Stormland review (Oculus)

We take a look at Stormland, a recent exclusive for the Oculus Rift headset. After borrowing a Rift, going through the lenghty setup process ended up being well worth our time.

Stormland was developed by Insomniac Games, whose Playstation games (including Ratchet & Clank, Resistance and the more recent Spider-Man) have been so good that we’ve been a little jealous of Rift-owning gamers for a while now. They’ve developed a number of memorable titles for the headset, including Edge of Nowhere, Feral Rites and The Unspoken. With none of these appearing on other headsets, it was time to borrow a Rift so that Stormland wouldn’t pass us by as well.

Certainly an ambitious title, Stormland is a story-driven adventure that takes place in an open world. It’s also relatively fast-paced for a VR title, with a ton of action spread across a seven hour campaign (which is of course short for an open world game, but fine for a VR take on one in my book). Stormland trims down the traditional open world experience by keeping you outside of lengthy conversations and engaged with the action as much as possible, and a lot of time is spent traversing the game’s large open environments – running, climbing and ziplining as you go along.

The game features a sci-fi setting, where you take on the role of a robot with a ton of immersive control options. You can’t quite jump and run in place, but using the Oculus touch controllers you can not only grab objects and use your weapons – you can also perform two-handed tasks or even rip off one of your arms if the situation calls for it (and yes, some situations do call for it). As you upgrade your body and your abilities, new ways to traverse Stormland and take on enemies also become available to you.


What’s also extremely neat is how in-game menus are handled by the game – as Insomniac’s transported them to a display that’s mounted on your metal skeleton’s hands. You even have the ability to project them into the game area around you, which makes for a great visual effect that makes good use of the headset’s ability to deliver a sense of scale.

The world in Stormland is large, but not as diverse as I would have liked. It’s a world spread across different islands, divided not by water but by clouds. The speed at which you traverse the world gives you little time to gaze at its finer details though, as your protagonist is quick on his metal feet. This makes Stormland a game best suited to more experienced VR players who have a high tolerance for games with rapid and changing movement speeds and directions.

The high speed of movement works well to “hide” one of Stormland’s weaker aspects in plain sight. Unlike Edge of Tomorrow, which I still think looks gorgeous, this game’s environments don’t feel as diverse or detailed as they could have. My guess is that this is part of the price that the developers had to pay to get such a large world running at an acceptable rate in VR, but it’s a noticeable trade-off assuming that is indeed the reason.

DIRECTIONS FOR THIS TASK:
Write the next part of the Stormland review, starting after its final sentence.

Point localization material:
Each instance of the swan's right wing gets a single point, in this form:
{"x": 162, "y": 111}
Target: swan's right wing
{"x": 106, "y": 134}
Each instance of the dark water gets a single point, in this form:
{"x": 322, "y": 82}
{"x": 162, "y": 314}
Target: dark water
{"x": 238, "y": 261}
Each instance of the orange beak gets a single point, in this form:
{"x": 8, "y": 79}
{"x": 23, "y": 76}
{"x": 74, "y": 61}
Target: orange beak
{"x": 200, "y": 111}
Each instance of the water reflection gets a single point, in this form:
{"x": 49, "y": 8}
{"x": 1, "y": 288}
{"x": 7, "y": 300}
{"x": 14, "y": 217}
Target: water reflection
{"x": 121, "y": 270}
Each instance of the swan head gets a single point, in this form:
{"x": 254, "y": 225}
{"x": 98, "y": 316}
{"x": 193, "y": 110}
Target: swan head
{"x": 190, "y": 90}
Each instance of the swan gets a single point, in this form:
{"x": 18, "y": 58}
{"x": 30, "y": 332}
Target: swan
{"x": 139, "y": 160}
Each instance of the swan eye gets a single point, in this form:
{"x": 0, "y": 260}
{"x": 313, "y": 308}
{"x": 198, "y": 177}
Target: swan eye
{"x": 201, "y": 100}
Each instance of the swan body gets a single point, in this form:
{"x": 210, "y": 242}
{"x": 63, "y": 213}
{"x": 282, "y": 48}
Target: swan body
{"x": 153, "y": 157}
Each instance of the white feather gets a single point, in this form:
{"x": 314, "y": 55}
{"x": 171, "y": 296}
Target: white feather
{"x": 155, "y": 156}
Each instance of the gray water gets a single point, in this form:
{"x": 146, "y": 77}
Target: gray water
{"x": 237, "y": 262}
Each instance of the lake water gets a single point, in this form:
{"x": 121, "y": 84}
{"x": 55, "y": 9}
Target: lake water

...

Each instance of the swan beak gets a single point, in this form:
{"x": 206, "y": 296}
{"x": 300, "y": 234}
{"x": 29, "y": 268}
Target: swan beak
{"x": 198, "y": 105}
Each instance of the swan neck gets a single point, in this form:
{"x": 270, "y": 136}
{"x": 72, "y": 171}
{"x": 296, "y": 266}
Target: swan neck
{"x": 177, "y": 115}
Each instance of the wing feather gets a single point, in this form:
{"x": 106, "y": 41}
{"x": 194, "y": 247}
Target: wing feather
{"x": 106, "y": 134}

---

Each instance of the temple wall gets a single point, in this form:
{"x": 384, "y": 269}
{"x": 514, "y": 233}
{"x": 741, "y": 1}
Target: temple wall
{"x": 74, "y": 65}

ANSWER SPACE:
There’s a lot of freedom of movement to make up for that though, so much so that at times it felt like it’s a game that breaks one of the traditional barriers for VR – because even games like that feature a lot of physical movement (like Sprint Vector) have an on-rails feel to them where you’re following a pre-defined course (albeit with tons of alternate routes to tackle) Stormland feels liberating in that sense, allowing you to go nearly anywhere the eye can see.

Combat with other robots can be avoided if you take the stealthy approach (or are great at getting away quickly), but it’s so well implemented that I rarely ducked out of a fight myself. You can throw explosives, use gunplay (sometimes with two guns wielded at one time) or lay down an ambush. It’s fun to experiment with this, because the (side) missions you are given don’t really dictate a singular way to complete them. It’ll actually help your enjoyment of Stormland as well, because it’s open nature can also lead to players taking a ‘rinse and repeat’ approach to how they tackle missions – which I had happen initially before I decided to get a little more creative.

Stormland supports online multiplayer, but we weren’t able to set up a game with other Rift users to see how that would turn out. The game feels like it’s mainly a single player campaign though, even with the ability to tackle its challenges with other players. I’d love to see it evolve into something more, but I’m afraid that (with Sony’s acquisition of Insomniac we might not see that in the shape of a Stormland franchise). Nevertheless, this is another strong exclusive for the Rift – one that should make the Oculus Link release even more interesting than it already was.